:: Quoted passage ::
◆ ◆ ◆

The first day of the Hebrew month of Elul arrived concurrently with a total solar eclipse - the first in 37 years over the contiguous United States.  Ironically, this is a perfect introduction to the sacred tasks that lay before us as we prepare to enter into the Yamim Noraim – the High Holy Days.  Many of us donned our protective glasses and sat outside with our heads tilted skywards and watched as the sun gradually disappeared into the moon’s shadow.  Here in Denver, we were not able to see the sun become completely blocked, but the effect of watching the sudden darkness that passed over us was powerful nonetheless.

In scientific terms, the moment of “totality” – when the eclipse is complete and only the sun’s corona is visible – provides a rare glimpse into the mysteries of the brilliant orb around which our planet revolves.  For a brief moment, scientists are able to directly measure the intensity of the sun’s energy and huge amounts of data are gathered and analyzed so that we can learn more about our solar system.

In many ways, the month of Elul resembles an eclipse – albeit on a more regular and sustained basis.  For four weeks, our tradition teaches, we are given an opportunity to strip away the filters and biases that conceal us from our true selves and focus on the sacred work of cheshbon hanefesh – ‘taking an inventory of our souls.’ During this sacred season, we look closely at our relationships, thoughts, deeds, fears, and dreams. We do this so that we can enter into the Yamim Noraim – the Days of Awe – spiritually and personally renewed and prepared for the process of teshuvah (repentance/returning). Our tradition teaches that the month of Elul is when we ask those around us whom we have wronged to forgive us for our actions. We are also commanded to forgive those who ask us as well.

As we reflect back over the past year, it is important that we put every aspect of our lives into perspective. As in previous years, during the month of Elul I will be sending out weekly lists of seven questions (one for each day of the week) to members of our community and to all who wish to receive them. These questions are designed to help us examine our lives in all of the varied aspects and arenas in which we live: Communal, Spiritual, Physical, and Interpersonal. Hopefully, by answering these questions we will be better prepared to enter into the New Year. The purpose of these questions is not to make us feel bad or unworthy, but rather to “nudge” us into looking at these vitally important aspects of our lives. There will be seven questions in each list – one to consider each day of the week.

◆ ◆ ◆

:: Record excerpts ::
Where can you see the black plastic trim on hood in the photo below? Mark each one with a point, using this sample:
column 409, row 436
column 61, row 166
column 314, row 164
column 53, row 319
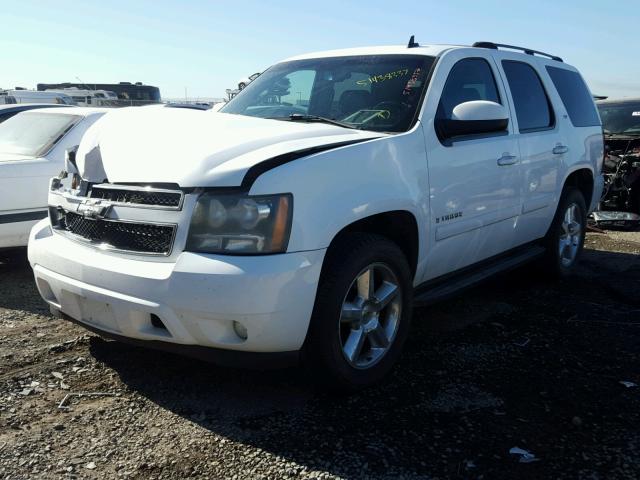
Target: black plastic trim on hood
column 258, row 169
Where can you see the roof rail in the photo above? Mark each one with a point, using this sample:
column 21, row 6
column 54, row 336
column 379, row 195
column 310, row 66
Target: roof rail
column 528, row 51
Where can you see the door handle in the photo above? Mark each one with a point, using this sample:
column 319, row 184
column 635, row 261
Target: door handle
column 560, row 149
column 507, row 159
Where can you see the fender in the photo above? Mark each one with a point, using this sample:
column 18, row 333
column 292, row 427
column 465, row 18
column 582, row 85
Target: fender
column 335, row 188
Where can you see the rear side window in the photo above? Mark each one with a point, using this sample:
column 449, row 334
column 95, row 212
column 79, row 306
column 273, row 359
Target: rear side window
column 533, row 109
column 575, row 97
column 469, row 79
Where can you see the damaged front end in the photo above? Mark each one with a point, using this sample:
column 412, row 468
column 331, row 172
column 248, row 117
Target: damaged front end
column 620, row 203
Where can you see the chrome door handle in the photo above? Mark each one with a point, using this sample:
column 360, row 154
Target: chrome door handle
column 507, row 159
column 560, row 149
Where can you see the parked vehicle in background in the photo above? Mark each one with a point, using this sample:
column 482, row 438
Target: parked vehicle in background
column 34, row 96
column 89, row 98
column 306, row 218
column 621, row 123
column 247, row 80
column 32, row 150
column 129, row 94
column 8, row 111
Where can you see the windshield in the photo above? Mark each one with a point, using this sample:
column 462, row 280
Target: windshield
column 34, row 134
column 372, row 92
column 622, row 118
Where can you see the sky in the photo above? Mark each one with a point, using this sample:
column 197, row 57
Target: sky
column 204, row 47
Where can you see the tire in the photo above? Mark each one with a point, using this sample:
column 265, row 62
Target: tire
column 379, row 328
column 560, row 260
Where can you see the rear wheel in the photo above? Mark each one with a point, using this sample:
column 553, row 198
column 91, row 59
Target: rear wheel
column 565, row 238
column 362, row 312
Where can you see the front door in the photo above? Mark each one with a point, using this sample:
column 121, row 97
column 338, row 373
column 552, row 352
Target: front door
column 475, row 181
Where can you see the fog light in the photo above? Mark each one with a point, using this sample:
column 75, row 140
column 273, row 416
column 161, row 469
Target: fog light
column 240, row 330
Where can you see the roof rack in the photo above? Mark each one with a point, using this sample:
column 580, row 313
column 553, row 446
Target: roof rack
column 528, row 51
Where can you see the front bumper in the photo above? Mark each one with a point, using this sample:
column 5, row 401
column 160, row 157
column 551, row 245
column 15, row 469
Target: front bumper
column 197, row 298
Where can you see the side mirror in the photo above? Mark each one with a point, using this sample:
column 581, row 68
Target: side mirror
column 474, row 117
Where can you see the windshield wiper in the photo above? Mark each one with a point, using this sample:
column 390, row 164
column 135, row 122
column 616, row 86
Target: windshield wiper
column 621, row 135
column 316, row 118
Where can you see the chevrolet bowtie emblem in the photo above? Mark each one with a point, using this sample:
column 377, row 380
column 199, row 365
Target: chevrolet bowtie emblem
column 93, row 208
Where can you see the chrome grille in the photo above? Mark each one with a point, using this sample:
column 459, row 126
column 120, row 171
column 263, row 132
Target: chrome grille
column 127, row 236
column 132, row 196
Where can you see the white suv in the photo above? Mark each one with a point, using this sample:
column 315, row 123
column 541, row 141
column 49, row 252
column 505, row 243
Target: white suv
column 329, row 196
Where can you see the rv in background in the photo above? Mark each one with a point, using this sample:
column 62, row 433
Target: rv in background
column 89, row 98
column 33, row 96
column 128, row 93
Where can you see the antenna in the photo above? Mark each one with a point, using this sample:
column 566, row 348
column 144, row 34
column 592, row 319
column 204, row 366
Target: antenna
column 412, row 43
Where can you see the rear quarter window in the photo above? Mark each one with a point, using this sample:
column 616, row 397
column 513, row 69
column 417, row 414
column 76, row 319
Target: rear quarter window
column 575, row 96
column 533, row 109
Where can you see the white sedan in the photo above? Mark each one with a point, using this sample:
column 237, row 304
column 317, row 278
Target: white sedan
column 32, row 150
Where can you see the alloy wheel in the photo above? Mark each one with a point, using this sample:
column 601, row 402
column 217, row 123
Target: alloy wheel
column 370, row 316
column 570, row 235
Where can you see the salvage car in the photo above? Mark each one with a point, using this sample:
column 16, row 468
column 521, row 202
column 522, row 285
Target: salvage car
column 32, row 150
column 8, row 111
column 621, row 124
column 337, row 190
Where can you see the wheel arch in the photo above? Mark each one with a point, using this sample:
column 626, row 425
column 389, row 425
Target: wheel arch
column 581, row 178
column 399, row 226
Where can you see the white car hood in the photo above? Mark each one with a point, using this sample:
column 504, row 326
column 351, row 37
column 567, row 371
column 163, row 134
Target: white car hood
column 193, row 148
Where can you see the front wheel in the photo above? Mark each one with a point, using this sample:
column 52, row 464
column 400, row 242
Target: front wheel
column 565, row 238
column 362, row 312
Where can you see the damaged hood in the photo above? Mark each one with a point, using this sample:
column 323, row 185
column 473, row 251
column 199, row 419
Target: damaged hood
column 193, row 148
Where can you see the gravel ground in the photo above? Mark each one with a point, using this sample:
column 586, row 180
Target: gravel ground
column 517, row 362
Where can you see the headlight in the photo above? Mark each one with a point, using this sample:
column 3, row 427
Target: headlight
column 237, row 224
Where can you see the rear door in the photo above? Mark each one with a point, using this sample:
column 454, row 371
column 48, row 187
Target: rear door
column 475, row 180
column 541, row 140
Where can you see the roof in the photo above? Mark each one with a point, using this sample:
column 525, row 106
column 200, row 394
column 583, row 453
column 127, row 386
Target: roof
column 430, row 50
column 18, row 107
column 618, row 101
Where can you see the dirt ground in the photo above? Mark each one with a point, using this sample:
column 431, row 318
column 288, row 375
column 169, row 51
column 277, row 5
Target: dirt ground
column 517, row 362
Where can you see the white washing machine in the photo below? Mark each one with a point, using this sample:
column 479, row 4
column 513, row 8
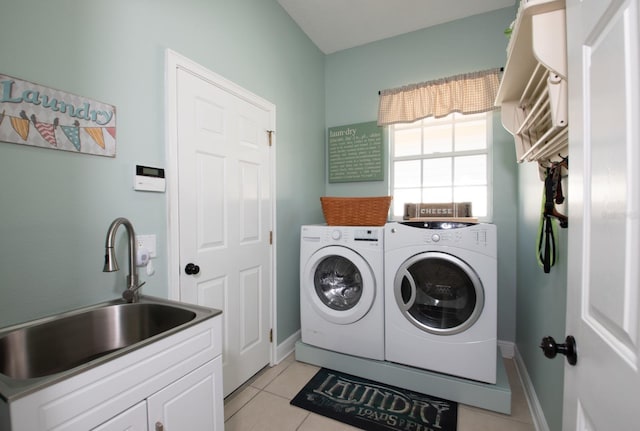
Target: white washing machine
column 441, row 297
column 341, row 289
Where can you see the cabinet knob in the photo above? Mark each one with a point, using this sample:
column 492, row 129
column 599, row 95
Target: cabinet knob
column 551, row 349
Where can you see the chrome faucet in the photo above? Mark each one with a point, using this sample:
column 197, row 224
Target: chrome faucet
column 131, row 294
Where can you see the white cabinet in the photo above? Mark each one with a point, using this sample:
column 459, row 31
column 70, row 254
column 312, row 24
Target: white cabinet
column 192, row 403
column 134, row 419
column 175, row 381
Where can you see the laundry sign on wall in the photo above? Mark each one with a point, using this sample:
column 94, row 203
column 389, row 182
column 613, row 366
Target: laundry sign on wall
column 40, row 116
column 355, row 153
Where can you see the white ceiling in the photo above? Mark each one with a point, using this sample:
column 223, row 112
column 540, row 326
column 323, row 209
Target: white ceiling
column 334, row 25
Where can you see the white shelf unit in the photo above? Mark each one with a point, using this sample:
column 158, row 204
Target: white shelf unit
column 533, row 89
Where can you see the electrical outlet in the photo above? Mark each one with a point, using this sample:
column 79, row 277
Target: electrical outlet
column 148, row 242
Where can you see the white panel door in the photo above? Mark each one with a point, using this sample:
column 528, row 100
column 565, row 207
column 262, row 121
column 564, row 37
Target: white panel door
column 602, row 392
column 225, row 221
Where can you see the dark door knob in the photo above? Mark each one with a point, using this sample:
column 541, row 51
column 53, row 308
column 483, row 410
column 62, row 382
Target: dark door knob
column 551, row 348
column 191, row 269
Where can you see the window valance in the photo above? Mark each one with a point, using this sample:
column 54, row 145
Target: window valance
column 469, row 93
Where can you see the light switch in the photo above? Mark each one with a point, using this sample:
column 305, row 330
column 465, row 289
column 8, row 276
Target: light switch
column 148, row 242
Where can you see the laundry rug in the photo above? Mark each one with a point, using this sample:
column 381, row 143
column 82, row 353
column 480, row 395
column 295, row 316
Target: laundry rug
column 374, row 406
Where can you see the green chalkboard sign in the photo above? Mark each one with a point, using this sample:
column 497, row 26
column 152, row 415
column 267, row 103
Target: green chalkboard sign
column 355, row 153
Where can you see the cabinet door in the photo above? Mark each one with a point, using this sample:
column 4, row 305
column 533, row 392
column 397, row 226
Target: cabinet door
column 133, row 419
column 192, row 403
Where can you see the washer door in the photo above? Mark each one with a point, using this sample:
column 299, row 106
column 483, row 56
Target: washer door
column 340, row 284
column 439, row 293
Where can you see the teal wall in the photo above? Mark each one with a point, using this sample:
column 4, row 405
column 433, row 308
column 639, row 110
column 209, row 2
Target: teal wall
column 56, row 206
column 354, row 77
column 541, row 300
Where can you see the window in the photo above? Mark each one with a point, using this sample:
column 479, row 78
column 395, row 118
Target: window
column 442, row 160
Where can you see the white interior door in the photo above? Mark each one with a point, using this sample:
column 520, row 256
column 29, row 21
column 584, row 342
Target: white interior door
column 602, row 392
column 225, row 215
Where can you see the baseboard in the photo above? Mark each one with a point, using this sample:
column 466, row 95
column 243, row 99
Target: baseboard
column 507, row 348
column 287, row 347
column 539, row 420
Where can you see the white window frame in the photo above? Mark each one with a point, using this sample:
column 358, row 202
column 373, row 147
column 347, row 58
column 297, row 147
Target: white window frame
column 488, row 151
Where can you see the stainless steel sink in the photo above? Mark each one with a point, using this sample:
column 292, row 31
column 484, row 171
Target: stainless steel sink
column 67, row 341
column 64, row 343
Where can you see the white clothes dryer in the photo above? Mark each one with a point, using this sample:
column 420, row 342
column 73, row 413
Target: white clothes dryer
column 341, row 289
column 441, row 297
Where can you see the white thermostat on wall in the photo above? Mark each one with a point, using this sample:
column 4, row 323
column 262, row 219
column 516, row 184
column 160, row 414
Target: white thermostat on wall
column 149, row 179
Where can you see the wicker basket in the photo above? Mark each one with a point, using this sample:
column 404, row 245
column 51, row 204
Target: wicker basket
column 360, row 211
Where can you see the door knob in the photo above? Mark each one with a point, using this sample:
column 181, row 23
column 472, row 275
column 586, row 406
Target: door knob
column 551, row 348
column 192, row 269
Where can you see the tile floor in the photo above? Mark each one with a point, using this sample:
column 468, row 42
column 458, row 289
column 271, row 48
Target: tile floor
column 262, row 404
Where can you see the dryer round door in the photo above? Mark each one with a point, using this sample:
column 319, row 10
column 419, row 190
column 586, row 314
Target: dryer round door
column 438, row 293
column 340, row 284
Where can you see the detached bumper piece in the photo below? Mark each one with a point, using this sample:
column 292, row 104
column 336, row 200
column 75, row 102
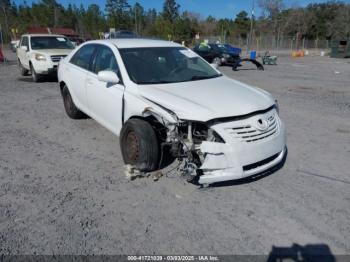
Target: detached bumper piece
column 252, row 146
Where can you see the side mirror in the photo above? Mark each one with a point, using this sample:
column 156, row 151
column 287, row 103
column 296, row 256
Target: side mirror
column 108, row 77
column 25, row 48
column 215, row 66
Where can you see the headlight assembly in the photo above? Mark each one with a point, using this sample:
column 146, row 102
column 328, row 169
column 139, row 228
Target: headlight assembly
column 277, row 107
column 40, row 57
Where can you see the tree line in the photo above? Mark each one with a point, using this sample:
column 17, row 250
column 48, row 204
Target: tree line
column 316, row 21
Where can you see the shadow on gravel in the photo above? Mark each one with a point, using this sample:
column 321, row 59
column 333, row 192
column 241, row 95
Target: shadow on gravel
column 253, row 178
column 43, row 79
column 298, row 253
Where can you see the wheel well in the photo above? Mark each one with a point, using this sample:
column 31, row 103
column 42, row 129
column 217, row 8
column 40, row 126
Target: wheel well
column 158, row 127
column 62, row 84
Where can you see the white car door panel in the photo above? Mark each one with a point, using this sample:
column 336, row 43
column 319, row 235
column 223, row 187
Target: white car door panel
column 78, row 69
column 105, row 102
column 105, row 99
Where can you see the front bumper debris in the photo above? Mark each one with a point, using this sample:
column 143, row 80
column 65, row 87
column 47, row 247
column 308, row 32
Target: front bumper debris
column 247, row 149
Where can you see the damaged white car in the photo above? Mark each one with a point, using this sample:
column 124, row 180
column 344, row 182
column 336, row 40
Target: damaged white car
column 163, row 100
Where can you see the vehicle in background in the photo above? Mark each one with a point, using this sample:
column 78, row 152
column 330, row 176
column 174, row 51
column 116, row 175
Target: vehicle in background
column 233, row 49
column 39, row 54
column 120, row 34
column 76, row 41
column 216, row 54
column 13, row 45
column 166, row 102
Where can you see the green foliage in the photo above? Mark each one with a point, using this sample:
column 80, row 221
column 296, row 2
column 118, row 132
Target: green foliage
column 316, row 21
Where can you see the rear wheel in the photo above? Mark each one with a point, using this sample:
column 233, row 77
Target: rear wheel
column 22, row 70
column 217, row 61
column 35, row 76
column 139, row 145
column 71, row 110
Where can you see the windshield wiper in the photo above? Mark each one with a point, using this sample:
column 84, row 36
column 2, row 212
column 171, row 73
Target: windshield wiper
column 204, row 77
column 154, row 82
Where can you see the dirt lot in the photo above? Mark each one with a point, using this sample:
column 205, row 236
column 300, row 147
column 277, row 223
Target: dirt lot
column 63, row 188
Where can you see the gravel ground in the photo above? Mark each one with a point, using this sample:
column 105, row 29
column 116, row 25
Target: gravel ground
column 63, row 189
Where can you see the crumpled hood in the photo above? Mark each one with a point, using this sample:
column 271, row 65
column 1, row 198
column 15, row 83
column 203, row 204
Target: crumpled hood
column 204, row 100
column 53, row 51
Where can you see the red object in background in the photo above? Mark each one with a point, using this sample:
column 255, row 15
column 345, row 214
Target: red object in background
column 2, row 58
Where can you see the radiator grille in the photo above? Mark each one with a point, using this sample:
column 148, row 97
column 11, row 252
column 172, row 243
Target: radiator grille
column 248, row 132
column 57, row 58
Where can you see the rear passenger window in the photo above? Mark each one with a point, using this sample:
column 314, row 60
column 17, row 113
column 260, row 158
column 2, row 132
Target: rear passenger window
column 105, row 60
column 83, row 56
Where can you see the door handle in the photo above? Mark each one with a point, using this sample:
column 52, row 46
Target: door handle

◆ ◆ ◆

:: Aim of the task ::
Answer these questions about the Elul and eclipse text.
1. What could viewers in Denver not see during the eclipse?
2. For how many weeks does the text say Elul offers the chance for cheshbon hanefesh?
3. Which four aspects of life are the weekly questions meant to help examine?

:: Solution to this problem ::
1. The sun becoming completely blocked.
2. Four weeks.
3. Communal, Spiritual, Physical, and Interpersonal.